When Parker retired from the military, the executive leadership experience he had in biodefense, emerging infectious diseases, global health security, and public health preparedness made him a natural fit within the DHS and, eventually, with the HHS, where he served as the principal deputy assistant secretary for preparedness and response.
As the No. 2 person in charge, he coordinated federal public health preparedness efforts and responses to Hurricanes Katrina thru Alex, the 2009 H1N1 flu virus pandemic, and the Haiti earthquake.
“It was during this time that emerging infectious diseases were recognized as threats to our national security and global health security became a public health focus,” Parker said.
“Today, the growing threat of a pandemic is one of society’s greatest challenges, and flu viruses have the highest pandemic potential; this is what keeps me up at night. But the emergence of new flu viruses are also right at the nexus of animals and humans, where we have prevention opportunities,” Parker said. “Veterinarians have a huge role to play, as most emerging infectious diseases are zoonotic; if we can prevent a spillover event from animals into humans, or detect it early, we may be able to prevent an outbreak anywhere from becoming a pandemic.”
Efforts to prevent, detect, and respond to the threat of the new flu viruses and other microbes are examples of how human, animal, and environmental health converge to form Global One Health, as a concept, to contain emerging infectious diseases at their source, according to Parker.
The actions also tie into the niche Parker hopes to carve out for Texas A&M as the new campus director for Global One Health and associate dean for Global One Health at the College of Veterinary Medicine & Biomedical Sciences (CVM).
“I believe that One Health’s time has come. One Health is a very complicated concept that, I’d be the first to tell you, is hard to define. I think the concept has suffered from trying to be too many things to too many people, rather than focusing on priority problems,” Parker said. “And it’s not just me saying that One Health is growing in importance, especially when focused on the fight against infectious diseases and related challenges, like antimicrobial resistance; this has been brought up by the biodefense Blue Ribbon Panel, the President’s Council of Advisors for Science and Technology, and recently by the G20 nations.”
At Texas A&M, Parker also holds joint appointments at the Bush School of Government Service and AgriLife Research. He believes this not only reflects the multidisciplinary nature of One Health, but will allow for greater collaboration across campus.

[Collected data entries]
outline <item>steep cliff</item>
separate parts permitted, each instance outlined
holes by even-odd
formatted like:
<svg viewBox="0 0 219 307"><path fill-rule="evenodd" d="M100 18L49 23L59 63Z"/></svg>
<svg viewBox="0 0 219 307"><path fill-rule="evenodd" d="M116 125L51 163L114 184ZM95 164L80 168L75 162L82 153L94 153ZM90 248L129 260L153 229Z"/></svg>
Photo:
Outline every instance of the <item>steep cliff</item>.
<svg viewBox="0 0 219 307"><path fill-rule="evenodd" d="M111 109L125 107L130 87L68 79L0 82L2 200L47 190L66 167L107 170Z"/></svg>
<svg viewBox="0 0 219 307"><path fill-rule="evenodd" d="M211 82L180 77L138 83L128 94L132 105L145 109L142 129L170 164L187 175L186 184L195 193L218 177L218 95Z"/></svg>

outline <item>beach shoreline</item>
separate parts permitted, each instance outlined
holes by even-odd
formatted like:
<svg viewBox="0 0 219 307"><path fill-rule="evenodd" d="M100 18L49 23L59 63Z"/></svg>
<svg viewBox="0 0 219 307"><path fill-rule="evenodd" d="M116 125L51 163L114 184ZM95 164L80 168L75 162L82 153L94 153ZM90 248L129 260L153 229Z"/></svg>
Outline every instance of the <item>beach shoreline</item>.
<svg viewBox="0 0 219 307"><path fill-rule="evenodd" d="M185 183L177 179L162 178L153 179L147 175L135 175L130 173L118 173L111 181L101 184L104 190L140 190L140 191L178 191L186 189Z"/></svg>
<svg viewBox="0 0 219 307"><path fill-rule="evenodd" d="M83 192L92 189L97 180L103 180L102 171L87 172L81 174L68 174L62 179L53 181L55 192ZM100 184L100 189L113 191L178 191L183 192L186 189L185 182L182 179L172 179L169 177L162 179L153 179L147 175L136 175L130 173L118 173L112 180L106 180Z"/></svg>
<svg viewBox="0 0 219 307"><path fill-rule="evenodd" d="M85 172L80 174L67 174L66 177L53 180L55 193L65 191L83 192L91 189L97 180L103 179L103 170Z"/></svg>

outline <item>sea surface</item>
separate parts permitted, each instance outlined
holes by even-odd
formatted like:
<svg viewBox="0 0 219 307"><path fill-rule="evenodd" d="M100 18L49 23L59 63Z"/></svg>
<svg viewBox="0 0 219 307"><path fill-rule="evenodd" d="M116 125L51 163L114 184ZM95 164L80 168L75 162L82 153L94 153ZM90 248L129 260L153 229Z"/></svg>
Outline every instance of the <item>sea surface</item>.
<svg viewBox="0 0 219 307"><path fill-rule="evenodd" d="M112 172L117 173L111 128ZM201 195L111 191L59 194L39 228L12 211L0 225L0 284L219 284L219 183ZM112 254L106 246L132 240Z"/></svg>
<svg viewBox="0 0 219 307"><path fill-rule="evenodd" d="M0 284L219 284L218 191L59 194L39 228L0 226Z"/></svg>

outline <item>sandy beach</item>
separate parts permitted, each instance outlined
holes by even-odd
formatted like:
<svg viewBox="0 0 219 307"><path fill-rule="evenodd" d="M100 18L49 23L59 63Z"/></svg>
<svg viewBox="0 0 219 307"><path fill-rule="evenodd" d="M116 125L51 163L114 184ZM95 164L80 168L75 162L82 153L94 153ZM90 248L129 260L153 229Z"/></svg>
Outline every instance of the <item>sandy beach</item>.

(Task description): List the areas in which the passage on Parker says he had executive leadership experience when he retired from the military.

(Solved problem):
- Biodefense
- Emerging infectious diseases
- Global health security
- Public health preparedness